● TASK PROMPT
Search the entries below for "rough". Report each line where it occurs.

● SUPPLIED RECORDS
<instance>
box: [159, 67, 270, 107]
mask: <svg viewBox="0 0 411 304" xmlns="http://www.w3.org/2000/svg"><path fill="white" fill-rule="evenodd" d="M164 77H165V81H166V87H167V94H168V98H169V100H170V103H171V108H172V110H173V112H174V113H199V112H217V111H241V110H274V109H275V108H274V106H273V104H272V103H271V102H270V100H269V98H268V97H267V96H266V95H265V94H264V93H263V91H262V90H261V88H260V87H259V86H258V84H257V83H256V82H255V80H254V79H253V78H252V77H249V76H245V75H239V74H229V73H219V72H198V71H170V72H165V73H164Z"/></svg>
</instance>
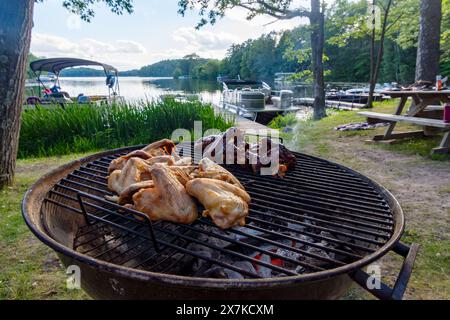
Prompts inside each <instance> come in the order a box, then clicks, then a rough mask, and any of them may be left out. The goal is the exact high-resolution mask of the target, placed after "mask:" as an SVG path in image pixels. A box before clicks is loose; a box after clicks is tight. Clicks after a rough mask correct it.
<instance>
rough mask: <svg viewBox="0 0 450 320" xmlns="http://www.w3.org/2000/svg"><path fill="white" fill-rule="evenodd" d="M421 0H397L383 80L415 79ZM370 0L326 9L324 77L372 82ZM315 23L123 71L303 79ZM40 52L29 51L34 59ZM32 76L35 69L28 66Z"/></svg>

● SOLUTION TO THIS EXERCISE
Prompts inside each <instance> come in the order a box, then clicks, then a rough mask, and any of them may be left out. The goal is the exact high-resolution mask of the target, placed after "mask:" as an SVG path in image pixels. A box before clicks is loose; a box after clicks is tight. Clicks after a rough mask correct it.
rough mask: <svg viewBox="0 0 450 320" xmlns="http://www.w3.org/2000/svg"><path fill="white" fill-rule="evenodd" d="M421 0H397L383 80L415 79ZM370 0L326 9L324 77L372 82ZM315 23L123 71L303 79ZM40 52L29 51L34 59ZM32 76L35 69L28 66Z"/></svg>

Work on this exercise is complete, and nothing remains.